#### Record list
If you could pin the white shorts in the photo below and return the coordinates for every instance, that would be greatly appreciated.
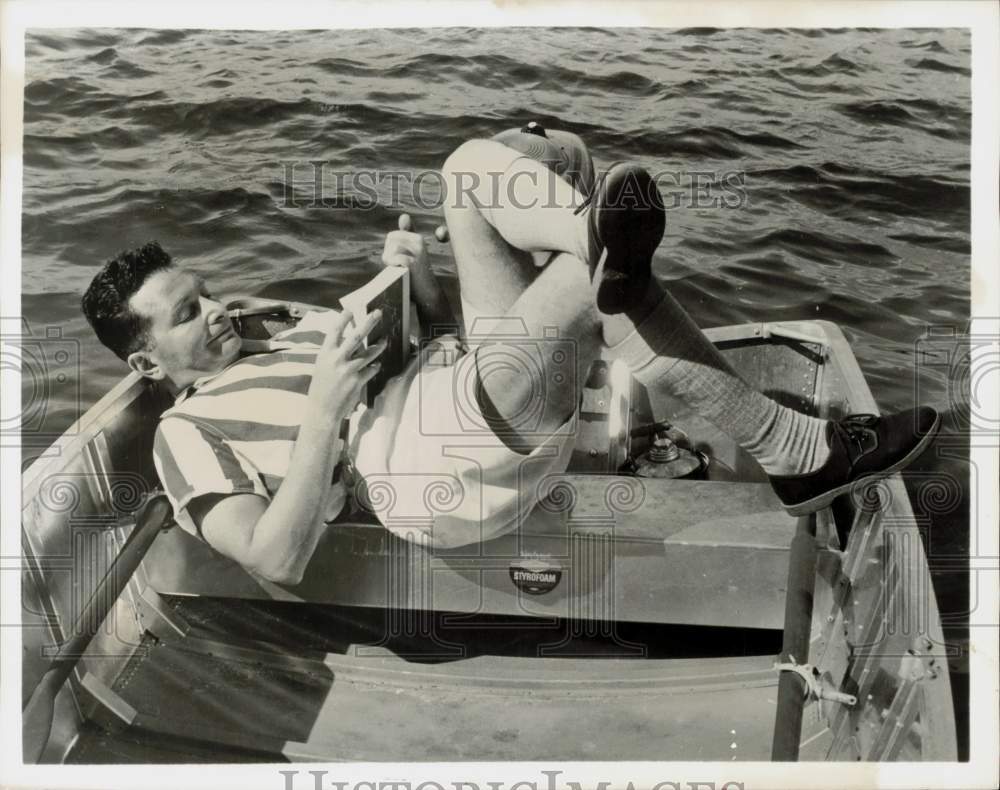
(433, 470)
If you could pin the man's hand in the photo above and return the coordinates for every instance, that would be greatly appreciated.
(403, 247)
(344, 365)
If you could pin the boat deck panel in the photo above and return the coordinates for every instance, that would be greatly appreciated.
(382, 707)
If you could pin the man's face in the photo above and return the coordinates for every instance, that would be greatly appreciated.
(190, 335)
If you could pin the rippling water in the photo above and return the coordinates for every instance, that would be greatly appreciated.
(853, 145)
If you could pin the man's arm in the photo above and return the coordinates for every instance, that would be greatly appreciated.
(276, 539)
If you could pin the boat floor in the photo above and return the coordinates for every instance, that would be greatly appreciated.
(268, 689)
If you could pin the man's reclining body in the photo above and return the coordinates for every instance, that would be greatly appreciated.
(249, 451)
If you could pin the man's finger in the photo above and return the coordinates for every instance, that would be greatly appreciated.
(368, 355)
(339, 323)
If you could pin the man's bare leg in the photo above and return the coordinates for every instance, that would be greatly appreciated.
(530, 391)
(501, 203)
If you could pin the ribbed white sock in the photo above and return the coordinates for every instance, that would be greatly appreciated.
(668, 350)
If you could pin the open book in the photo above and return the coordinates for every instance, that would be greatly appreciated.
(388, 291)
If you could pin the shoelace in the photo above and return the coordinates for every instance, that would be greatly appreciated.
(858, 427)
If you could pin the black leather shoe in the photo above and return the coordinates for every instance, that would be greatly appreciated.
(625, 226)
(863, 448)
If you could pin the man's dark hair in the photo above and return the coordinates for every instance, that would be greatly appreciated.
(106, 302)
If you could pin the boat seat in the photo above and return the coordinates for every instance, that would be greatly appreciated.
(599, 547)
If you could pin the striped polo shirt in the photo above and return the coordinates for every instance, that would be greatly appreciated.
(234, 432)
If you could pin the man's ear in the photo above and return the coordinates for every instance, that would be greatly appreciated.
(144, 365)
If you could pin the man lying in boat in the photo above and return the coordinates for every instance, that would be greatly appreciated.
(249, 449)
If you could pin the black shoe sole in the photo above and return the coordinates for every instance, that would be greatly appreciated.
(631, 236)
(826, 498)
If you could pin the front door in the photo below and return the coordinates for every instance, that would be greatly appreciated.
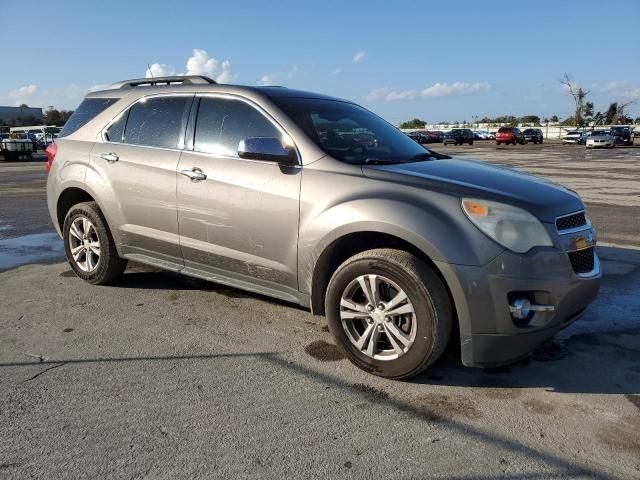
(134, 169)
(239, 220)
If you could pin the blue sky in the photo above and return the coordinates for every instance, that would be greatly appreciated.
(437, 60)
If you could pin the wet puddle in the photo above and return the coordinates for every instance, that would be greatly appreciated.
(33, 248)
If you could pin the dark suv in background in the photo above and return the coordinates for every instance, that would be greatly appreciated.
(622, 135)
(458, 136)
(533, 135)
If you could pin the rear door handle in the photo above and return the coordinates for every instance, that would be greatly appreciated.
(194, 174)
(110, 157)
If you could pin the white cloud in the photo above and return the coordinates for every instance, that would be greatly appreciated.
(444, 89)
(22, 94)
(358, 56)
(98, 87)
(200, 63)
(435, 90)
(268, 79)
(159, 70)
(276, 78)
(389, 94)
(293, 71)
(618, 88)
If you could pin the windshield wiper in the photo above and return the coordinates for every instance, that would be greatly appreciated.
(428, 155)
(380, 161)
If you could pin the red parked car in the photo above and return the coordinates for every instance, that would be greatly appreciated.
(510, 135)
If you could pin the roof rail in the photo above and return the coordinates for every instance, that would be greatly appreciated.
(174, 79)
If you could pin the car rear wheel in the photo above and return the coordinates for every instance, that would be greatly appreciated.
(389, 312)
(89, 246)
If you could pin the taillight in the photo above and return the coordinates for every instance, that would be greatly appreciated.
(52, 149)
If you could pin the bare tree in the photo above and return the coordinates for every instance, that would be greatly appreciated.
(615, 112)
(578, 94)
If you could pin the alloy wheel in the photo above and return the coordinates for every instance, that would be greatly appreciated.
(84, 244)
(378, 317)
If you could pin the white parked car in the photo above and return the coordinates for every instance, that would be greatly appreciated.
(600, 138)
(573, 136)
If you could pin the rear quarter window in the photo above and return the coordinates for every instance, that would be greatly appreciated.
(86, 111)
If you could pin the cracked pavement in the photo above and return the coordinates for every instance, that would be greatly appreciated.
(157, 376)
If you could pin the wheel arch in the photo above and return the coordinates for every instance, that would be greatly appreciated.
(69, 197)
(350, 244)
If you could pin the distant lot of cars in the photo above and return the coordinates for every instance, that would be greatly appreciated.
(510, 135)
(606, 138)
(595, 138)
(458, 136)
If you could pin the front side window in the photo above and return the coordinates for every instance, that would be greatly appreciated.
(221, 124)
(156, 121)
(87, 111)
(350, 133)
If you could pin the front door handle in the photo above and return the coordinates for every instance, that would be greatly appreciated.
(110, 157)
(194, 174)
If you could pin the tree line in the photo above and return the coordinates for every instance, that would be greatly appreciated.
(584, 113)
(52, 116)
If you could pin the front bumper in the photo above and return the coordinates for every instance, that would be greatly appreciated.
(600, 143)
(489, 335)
---
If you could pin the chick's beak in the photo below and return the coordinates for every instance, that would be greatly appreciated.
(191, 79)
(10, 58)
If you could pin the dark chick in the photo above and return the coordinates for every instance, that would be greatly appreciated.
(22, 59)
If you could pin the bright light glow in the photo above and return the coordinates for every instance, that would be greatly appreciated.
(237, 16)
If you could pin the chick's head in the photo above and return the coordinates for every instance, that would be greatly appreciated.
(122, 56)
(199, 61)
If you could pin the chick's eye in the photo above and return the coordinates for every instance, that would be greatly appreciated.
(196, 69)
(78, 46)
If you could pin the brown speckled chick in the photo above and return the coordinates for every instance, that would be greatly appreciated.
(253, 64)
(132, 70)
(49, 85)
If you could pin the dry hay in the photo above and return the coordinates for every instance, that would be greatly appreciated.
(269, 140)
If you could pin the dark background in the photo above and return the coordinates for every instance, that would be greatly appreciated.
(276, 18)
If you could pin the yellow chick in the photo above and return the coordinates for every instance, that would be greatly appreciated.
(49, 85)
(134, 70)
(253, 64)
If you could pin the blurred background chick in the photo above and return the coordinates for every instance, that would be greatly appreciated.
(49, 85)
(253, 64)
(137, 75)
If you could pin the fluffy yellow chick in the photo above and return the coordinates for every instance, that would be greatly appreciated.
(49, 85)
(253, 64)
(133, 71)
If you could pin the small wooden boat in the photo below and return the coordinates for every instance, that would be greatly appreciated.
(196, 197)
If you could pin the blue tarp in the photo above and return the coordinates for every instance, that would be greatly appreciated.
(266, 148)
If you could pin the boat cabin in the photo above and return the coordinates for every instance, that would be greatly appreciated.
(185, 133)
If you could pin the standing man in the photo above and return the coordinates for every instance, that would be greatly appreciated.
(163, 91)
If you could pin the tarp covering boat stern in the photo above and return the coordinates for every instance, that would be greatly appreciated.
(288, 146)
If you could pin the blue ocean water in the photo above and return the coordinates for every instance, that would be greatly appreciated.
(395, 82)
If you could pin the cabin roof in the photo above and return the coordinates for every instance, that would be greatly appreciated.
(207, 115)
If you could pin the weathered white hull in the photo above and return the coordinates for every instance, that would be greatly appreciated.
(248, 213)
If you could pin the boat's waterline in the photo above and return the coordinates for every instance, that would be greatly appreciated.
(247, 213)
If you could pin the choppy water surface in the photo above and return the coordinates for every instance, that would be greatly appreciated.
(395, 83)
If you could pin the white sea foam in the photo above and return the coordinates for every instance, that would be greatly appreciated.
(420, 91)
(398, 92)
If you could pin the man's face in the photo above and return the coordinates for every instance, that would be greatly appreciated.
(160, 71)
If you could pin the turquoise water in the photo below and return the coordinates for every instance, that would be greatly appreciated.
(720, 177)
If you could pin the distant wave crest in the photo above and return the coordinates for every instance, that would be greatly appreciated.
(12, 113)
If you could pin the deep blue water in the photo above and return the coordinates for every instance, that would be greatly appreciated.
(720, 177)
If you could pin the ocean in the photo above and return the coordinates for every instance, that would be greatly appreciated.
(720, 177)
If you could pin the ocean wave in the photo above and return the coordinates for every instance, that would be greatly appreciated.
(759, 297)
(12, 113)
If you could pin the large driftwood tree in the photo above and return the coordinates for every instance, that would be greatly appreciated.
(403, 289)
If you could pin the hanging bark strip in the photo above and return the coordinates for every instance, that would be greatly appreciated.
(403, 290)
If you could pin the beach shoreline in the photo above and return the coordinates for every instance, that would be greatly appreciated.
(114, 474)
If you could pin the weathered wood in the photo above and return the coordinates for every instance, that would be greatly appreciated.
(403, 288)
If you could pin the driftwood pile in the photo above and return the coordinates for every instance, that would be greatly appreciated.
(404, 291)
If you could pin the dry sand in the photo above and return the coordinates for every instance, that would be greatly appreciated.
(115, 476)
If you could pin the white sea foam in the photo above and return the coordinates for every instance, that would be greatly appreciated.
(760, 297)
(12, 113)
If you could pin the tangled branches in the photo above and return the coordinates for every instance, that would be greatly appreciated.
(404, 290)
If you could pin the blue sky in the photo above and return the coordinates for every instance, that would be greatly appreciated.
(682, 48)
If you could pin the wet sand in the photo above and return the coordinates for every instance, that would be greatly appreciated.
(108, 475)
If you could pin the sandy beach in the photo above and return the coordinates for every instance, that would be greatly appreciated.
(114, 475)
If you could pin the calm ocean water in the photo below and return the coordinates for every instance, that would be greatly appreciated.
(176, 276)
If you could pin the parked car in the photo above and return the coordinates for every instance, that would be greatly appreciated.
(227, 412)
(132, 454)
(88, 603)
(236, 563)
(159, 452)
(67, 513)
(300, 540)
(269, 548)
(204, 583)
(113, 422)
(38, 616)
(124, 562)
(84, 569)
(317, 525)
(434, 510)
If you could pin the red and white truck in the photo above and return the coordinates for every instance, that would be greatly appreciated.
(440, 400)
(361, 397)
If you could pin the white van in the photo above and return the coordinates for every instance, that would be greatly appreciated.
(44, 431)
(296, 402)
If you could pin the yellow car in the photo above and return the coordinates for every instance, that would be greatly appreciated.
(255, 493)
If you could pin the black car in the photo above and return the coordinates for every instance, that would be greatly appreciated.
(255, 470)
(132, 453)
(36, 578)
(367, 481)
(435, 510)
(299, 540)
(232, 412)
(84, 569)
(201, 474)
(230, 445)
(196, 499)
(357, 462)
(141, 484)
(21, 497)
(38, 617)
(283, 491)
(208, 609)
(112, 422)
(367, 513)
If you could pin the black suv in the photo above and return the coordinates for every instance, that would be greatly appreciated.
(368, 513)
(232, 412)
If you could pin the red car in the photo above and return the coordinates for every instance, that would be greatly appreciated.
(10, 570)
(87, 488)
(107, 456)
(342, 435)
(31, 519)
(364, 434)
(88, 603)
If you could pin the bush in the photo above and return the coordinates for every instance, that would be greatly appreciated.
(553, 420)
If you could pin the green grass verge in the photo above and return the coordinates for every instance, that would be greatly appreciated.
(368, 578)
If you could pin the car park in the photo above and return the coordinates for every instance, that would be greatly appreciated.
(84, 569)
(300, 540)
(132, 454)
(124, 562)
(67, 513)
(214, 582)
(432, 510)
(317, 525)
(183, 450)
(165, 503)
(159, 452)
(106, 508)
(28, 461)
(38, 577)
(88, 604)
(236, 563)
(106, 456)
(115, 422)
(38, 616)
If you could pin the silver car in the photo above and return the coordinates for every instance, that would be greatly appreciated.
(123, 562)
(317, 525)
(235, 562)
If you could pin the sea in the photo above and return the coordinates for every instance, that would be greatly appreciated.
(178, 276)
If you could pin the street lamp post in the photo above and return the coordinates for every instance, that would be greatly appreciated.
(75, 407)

#### Task objective
Return each line of the listing above that contains the string "beach", copied in full. Matching is case-sensitive.

#### Task answer
If you could pin the beach shoreline in the photo above and return the coordinates for every instance, that would be greatly appreciated.
If you could pin the sandy beach in the photo above and return the coordinates for every instance, that would be greatly appreciated.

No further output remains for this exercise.